Page:
==================================================
Breaking News

Symposium: Cert. grant signals promising vehicle to affirm marriage

Austin Nimocks is Senior Counsel at Alliance Defending Freedom.

The people of every state should remain free to affirm marriage as the union of a man and a woman in their laws. Therefore, it is no surprise that the Supreme Court on Friday chose to accept review of the Sixth Circuit’s marriage ruling, authored by Judge Jeffrey Sutton. Indeed, the Sixth Circuit gave the Supreme Court the opportunity to affirm what states across the country did in preserving the longstanding definition of marriage in their state constitutions.

Many will speculate on why the Supreme Court decided to address the Sixth Circuit’s decision instead of granting review in one of the many other similar cases presented to it. We may never know, but it is clear that the Supreme Court was waiting for the right case – an opinion worth addressing. We know that Supreme Court practice largely revolves around what practitioners call a “proper vehicle.” Whether one case or another is a “proper vehicle” can be debated, but one thing that can be agreed upon is that the Supreme Court believes that the Sixth Circuit case is, indeed, the “proper vehicle.”

Unlike much of the judicial overreaching employed regarding same-sex marriage, the Sixth Circuit employed a fresh approach, stepping back from the controversy of whether we should have same-sex marriage and instead focusing on its limited role as a federal court.

Despite common misperceptions, marriage cases are NOT about whether same-sex marriage is a good idea or should become policy. That is a question for the people to decide for themselves. As Judge Sutton stated,

Of all the ways to resolve this question, one option is not available: a poll of the three judges on this panel, or for that matter all federal judges, about whether gay marriage is a good idea. Our judicial commissions did not come with such a sweeping grant of authority, one that would allow just three of us—just two of us in truth—to make such a vital policy call for the thirty-two million citizens who live within the four States of the Sixth Circuit: Kentucky, Michigan, Ohio, and Tennessee.

 

And instead of taking a case where the Supreme Court must undo a judicial overreach, the Sixth Circuit’s decision provides the Supreme Court with a unique opportunity to affirm.

Here, the Supreme Court should affirm the people’s freedom to debate this issue of marriage as a community. And Judge Sutton’s opinion gives the Supreme Court an excellent vehicle through which to do so because it affirms the basic, fundamental truth that the Constitution does not impose a particular view of marriage upon all Americans.

If recent Supreme Court decisions tell us anything, it is that Americans will maintain control over this issue. Just last year, in the Schuette v. BAMN case, a case about the voters’ freedom to address the issue of race relations, Justice Kennedy concluded that “[d]eliberative debate on sensitive issues such as racial preferences all too often may shade into rancor. But that does not justify removing certain court-determined issues from the voters’ reach. Democracy does not presume that some subjects are either too divisive or too profound for public debate. . . . It is demeaning to the democratic process to presume that the voters are not capable of deciding an issue of this sensitivity on decent and rational grounds.” And if the voters are capable of deciding one of the most controversial issues in our country’s history – race relations – are we really to assume that the Supreme Court does not believe them to be capable of deciding questions about marriage on “decent and rational grounds”?
==================================================
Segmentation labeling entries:

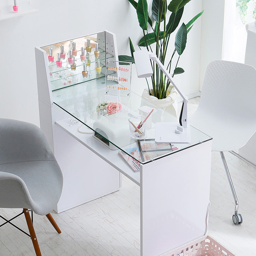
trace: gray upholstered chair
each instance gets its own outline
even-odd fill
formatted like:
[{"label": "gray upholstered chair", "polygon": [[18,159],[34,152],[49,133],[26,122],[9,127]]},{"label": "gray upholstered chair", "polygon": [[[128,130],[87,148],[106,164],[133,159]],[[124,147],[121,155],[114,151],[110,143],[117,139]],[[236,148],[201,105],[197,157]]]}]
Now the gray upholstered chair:
[{"label": "gray upholstered chair", "polygon": [[41,255],[28,209],[46,217],[61,231],[49,213],[62,190],[61,170],[41,129],[31,124],[0,118],[0,208],[22,208],[37,256]]}]

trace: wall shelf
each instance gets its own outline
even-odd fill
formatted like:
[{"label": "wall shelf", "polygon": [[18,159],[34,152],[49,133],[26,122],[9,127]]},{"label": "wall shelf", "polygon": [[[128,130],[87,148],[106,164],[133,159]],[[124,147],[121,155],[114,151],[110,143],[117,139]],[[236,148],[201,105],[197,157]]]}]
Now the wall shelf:
[{"label": "wall shelf", "polygon": [[37,12],[38,10],[32,8],[29,1],[19,1],[18,3],[19,10],[18,12],[14,12],[12,6],[13,4],[0,6],[0,20],[12,19],[19,16],[23,16],[26,14]]}]

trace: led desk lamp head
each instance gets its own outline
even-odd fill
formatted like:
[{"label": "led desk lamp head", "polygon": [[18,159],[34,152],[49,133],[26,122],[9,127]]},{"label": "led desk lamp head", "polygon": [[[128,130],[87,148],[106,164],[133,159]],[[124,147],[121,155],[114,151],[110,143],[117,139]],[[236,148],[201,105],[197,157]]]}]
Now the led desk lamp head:
[{"label": "led desk lamp head", "polygon": [[[137,74],[139,78],[150,77],[153,74],[153,70],[150,62],[150,60],[151,59],[157,64],[161,70],[163,71],[163,73],[166,76],[166,77],[167,77],[168,80],[171,82],[171,84],[173,86],[173,87],[182,98],[183,99],[183,103],[182,106],[181,108],[181,113],[180,115],[180,125],[178,125],[177,128],[175,129],[175,133],[182,133],[184,130],[184,128],[189,128],[189,126],[188,126],[189,127],[188,127],[188,126],[187,124],[187,97],[186,96],[184,96],[184,95],[181,93],[180,90],[177,87],[173,81],[173,79],[171,77],[171,75],[168,72],[155,54],[147,51],[142,50],[134,52],[133,53],[133,57],[134,57],[134,60],[135,65],[136,65]],[[181,141],[180,142],[189,142],[189,141],[187,141],[190,140],[190,131],[189,129],[186,129],[186,133],[189,132],[189,136],[188,137],[188,136],[186,135],[186,138],[184,140],[180,139],[180,140]],[[174,139],[175,140],[175,139]],[[167,142],[159,141],[159,142]],[[172,141],[171,142],[178,143],[178,142],[175,141]]]}]

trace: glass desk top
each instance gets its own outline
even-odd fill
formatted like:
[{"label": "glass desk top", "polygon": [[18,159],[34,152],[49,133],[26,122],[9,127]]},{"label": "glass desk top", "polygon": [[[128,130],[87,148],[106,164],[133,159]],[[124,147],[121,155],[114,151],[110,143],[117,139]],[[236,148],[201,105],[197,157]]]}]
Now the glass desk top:
[{"label": "glass desk top", "polygon": [[[80,121],[85,126],[80,130],[93,132],[92,136],[95,139],[110,149],[117,150],[117,155],[118,150],[121,150],[144,164],[212,139],[190,126],[189,143],[156,143],[156,123],[173,122],[177,122],[177,118],[132,91],[128,91],[129,95],[126,96],[106,94],[105,83],[105,77],[103,77],[54,90],[52,92],[53,100],[55,104],[70,114],[70,125],[74,120]],[[100,107],[101,103],[104,105],[106,102],[113,102],[114,105],[119,102],[122,109],[115,113],[108,114],[104,106]],[[145,136],[138,143],[130,136],[128,119],[134,116],[141,116],[142,112],[139,108],[144,106],[154,108],[154,110],[144,125],[145,126]],[[142,117],[142,120],[144,119]],[[77,125],[77,128],[80,126]],[[92,136],[91,134],[84,135]]]}]

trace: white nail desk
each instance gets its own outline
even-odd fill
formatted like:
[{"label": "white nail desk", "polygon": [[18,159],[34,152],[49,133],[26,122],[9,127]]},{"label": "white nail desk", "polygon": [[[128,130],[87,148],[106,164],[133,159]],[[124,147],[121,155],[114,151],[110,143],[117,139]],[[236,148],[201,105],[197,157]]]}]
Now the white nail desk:
[{"label": "white nail desk", "polygon": [[[118,155],[119,150],[128,153],[127,149],[137,145],[126,128],[122,127],[127,125],[129,129],[128,117],[139,114],[138,108],[152,106],[131,91],[129,96],[118,98],[106,94],[106,63],[108,58],[116,60],[115,37],[106,31],[90,36],[91,41],[99,43],[101,72],[96,72],[95,62],[99,59],[94,57],[92,50],[88,76],[83,77],[83,63],[80,62],[81,53],[78,51],[75,57],[76,70],[70,76],[76,77],[67,85],[63,84],[62,78],[70,72],[70,66],[62,63],[62,67],[57,70],[54,66],[56,59],[49,63],[46,51],[52,47],[54,55],[54,50],[59,52],[59,45],[65,42],[35,49],[41,127],[64,179],[62,194],[55,210],[60,212],[118,190],[123,174],[140,187],[141,254],[159,255],[204,233],[210,197],[212,139],[191,127],[190,143],[176,144],[178,149],[158,152],[148,160],[137,159],[141,163],[140,170],[134,172]],[[77,46],[78,42],[83,44],[87,38],[74,40]],[[68,46],[69,41],[66,43]],[[62,73],[59,74],[60,71]],[[114,114],[114,118],[96,112],[98,103],[105,100],[122,104],[122,110]],[[154,136],[156,122],[176,120],[170,114],[155,108],[147,139]],[[72,115],[79,120],[79,125],[70,125]],[[126,118],[127,123],[124,122]],[[103,120],[112,124],[114,122],[114,126],[123,129],[123,136],[116,139],[115,134],[120,133],[114,128],[114,135],[107,136],[97,126]],[[81,130],[89,132],[97,130],[103,143],[91,134],[79,132],[77,128],[83,123],[90,129],[84,126]],[[117,149],[111,150],[104,144]]]}]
==================================================
What this exercise asks:
(A) Answer these questions about the marriage symposium piece:
(i) What position does Austin Nimocks hold, and at what organization?
(ii) Which four states does the quoted passage from Judge Sutton list as lying within the Sixth Circuit?
(iii) In what case did Justice Kennedy reach the conclusion quoted near the end?
(B) Rewrite the marriage symposium piece from "Of all the ways" up to and including "Ohio, and Tennessee.", changing "panel" to "bench".

Exercise responses:
(A)
(i) Senior Counsel at Alliance Defending Freedom
(ii) Kentucky, Michigan, Ohio, and Tennessee
(iii) Schuette v. BAMN

(B)
Of all the ways to resolve this question, one option is not available: a poll of the three judges on this bench, or for that matter all federal judges, about whether gay marriage is a good idea. Our judicial commissions did not come with such a sweeping grant of authority, one that would allow just three of us—just two of us in truth—to make such a vital policy call for the thirty-two million citizens who live within the four States of the Sixth Circuit: Kentucky, Michigan, Ohio, and Tennessee.